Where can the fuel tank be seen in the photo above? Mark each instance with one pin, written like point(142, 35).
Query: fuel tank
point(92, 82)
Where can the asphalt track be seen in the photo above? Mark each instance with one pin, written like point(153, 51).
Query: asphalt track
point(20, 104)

---

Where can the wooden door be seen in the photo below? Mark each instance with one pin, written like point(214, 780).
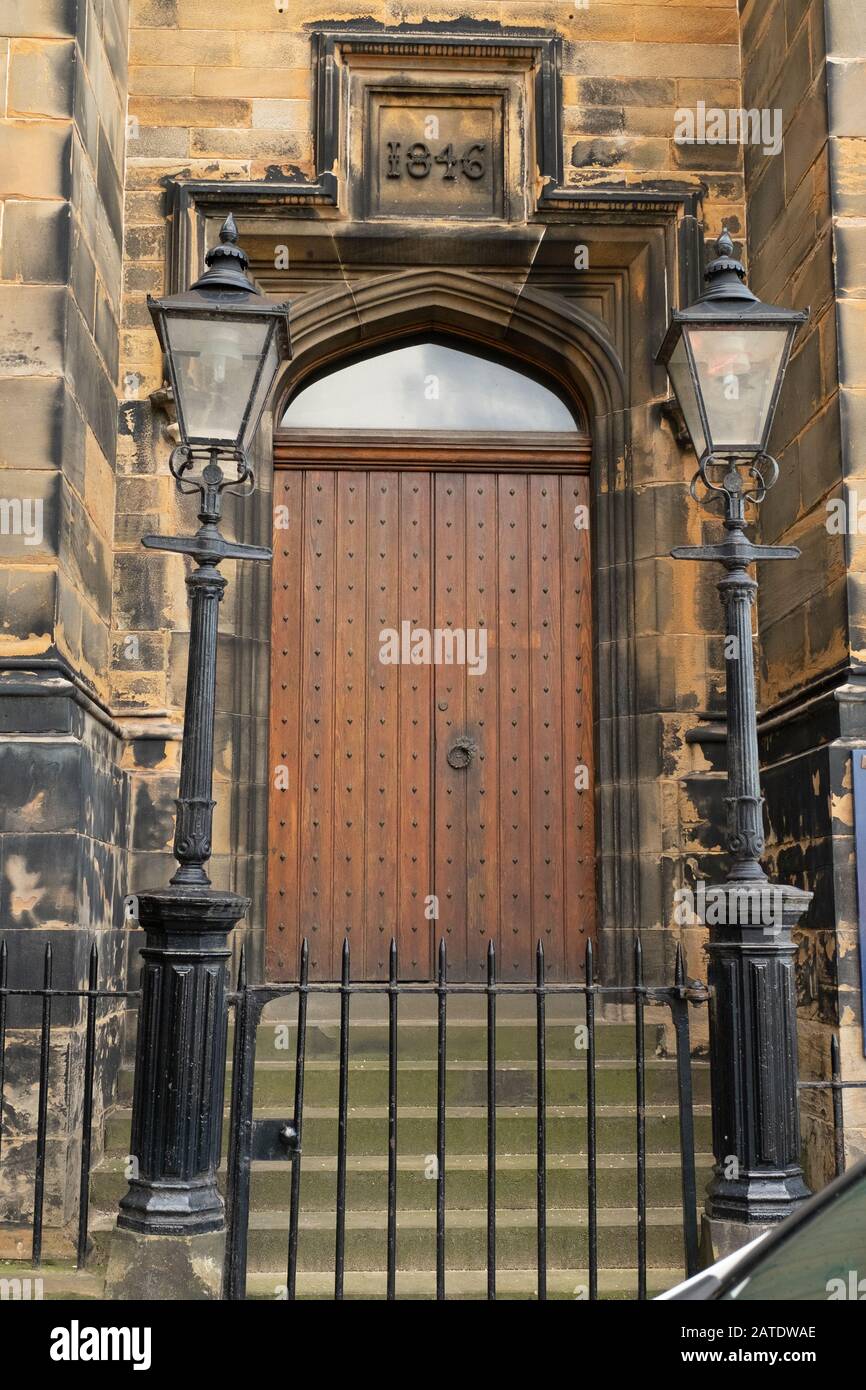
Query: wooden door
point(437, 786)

**Assigned task**
Show every line of the data in which the word "above" appears.

**Answer section**
Where can the fuel tank be seen in the photo above? Mark each instance with one pin, written like point(142, 35).
Where can the asphalt track be seen in the photo above? Mark each instance with one pin, written like point(153, 51).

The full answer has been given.